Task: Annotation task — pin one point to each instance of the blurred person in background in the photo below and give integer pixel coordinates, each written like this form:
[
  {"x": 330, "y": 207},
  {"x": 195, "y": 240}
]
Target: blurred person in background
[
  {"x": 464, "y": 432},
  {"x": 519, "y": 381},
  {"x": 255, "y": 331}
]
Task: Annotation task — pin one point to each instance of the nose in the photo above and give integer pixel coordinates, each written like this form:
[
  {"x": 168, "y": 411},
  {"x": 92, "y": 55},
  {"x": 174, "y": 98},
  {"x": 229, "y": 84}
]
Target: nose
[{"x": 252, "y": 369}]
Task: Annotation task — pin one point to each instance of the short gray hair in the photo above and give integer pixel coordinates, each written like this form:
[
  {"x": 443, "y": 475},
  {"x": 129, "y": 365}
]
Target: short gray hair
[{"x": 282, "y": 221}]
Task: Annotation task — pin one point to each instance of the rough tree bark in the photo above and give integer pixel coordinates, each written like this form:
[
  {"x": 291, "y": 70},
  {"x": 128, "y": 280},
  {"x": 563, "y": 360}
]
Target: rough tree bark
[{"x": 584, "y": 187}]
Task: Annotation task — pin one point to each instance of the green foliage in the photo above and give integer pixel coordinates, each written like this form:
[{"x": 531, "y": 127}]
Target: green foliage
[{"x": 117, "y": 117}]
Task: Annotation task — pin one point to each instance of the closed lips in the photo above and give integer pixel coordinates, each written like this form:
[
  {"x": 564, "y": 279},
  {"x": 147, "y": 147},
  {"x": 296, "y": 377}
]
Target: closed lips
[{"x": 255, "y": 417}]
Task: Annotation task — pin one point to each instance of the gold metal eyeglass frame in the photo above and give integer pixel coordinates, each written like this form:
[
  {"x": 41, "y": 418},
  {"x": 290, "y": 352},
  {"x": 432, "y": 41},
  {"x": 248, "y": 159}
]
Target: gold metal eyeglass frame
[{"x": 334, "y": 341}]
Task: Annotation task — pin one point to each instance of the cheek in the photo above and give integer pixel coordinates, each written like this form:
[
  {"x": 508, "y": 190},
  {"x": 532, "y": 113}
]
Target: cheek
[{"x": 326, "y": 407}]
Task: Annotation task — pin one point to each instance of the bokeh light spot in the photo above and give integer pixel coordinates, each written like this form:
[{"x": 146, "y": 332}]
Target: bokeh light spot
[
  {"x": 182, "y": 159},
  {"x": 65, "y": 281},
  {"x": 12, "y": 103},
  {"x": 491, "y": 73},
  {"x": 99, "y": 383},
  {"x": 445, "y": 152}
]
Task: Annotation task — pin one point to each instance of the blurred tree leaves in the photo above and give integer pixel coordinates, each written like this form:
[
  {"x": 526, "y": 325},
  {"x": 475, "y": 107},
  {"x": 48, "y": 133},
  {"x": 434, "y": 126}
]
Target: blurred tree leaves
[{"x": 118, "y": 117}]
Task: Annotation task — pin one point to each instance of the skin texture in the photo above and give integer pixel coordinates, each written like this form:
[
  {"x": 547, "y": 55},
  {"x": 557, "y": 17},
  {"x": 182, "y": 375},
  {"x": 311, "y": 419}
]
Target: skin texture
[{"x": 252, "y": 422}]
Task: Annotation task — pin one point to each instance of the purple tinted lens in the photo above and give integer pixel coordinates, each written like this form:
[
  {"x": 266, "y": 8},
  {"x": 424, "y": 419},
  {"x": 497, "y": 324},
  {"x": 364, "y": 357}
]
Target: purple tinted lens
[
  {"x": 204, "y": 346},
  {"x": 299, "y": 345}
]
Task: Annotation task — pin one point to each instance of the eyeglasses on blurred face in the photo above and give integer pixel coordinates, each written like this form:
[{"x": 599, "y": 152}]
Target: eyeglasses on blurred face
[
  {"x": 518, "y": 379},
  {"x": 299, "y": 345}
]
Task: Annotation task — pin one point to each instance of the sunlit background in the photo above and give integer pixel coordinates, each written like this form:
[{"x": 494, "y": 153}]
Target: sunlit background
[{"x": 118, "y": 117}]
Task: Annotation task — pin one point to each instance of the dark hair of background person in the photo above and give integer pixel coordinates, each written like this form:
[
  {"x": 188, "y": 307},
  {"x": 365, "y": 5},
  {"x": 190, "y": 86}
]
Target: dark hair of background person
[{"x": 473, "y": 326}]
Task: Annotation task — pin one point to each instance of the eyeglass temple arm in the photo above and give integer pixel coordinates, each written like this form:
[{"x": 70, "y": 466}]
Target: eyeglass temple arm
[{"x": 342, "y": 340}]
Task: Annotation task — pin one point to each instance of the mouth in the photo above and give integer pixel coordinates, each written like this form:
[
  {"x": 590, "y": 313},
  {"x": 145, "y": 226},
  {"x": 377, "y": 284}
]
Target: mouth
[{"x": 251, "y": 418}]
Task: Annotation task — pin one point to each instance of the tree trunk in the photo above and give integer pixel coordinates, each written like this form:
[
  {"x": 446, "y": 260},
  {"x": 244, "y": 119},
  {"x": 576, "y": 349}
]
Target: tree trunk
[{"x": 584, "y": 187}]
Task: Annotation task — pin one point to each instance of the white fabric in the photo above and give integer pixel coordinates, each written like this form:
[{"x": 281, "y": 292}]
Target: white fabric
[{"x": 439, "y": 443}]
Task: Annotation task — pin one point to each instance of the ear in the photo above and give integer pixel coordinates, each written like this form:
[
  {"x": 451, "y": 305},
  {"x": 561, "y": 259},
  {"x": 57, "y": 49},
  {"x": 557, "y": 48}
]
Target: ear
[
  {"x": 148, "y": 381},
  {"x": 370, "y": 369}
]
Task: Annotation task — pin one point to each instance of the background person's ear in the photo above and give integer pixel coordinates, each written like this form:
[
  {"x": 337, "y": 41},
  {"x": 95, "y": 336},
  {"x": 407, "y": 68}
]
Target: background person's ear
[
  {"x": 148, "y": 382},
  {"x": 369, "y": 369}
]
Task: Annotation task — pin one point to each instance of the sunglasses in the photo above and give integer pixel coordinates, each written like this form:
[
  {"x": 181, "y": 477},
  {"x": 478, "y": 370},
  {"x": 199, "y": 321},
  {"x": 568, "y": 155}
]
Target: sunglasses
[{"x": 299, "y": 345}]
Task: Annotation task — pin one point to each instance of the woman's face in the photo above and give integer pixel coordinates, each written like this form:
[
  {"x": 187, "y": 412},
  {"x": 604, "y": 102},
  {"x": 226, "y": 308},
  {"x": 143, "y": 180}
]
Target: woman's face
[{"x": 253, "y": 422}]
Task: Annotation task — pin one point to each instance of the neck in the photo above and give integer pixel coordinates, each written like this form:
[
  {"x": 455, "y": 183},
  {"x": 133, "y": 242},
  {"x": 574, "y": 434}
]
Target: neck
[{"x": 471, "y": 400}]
- - - - - - -
### Instructions for the task
Going back to the entries above, set down exactly the lines that begin at the one with "of the nose" and end at the one with "of the green", both included, and nothing else.

### Response to the exercise
Task: Annotation task — pin one point to each instance of the nose in the photo above and give integer pixel coordinates, each written like this form:
[
  {"x": 168, "y": 411},
  {"x": 92, "y": 55},
  {"x": 174, "y": 98},
  {"x": 229, "y": 84}
]
Target: nose
[{"x": 252, "y": 369}]
Task: Annotation task — pin one point to each instance of the short gray hair in the photo above and give integer pixel coordinates, each written like this form:
[
  {"x": 443, "y": 475},
  {"x": 129, "y": 365}
]
Target: short gray hair
[{"x": 282, "y": 221}]
Task: Annotation task — pin one point to each instance of the rough tree bark in the photo above and give integer pixel coordinates, each written like this form:
[
  {"x": 291, "y": 70},
  {"x": 128, "y": 280},
  {"x": 563, "y": 360}
]
Target: rough tree bark
[{"x": 584, "y": 187}]
Task: Annotation task — pin one point to each instance of the green foliage in the photo above and give integer pixel coordinates, each written like this form:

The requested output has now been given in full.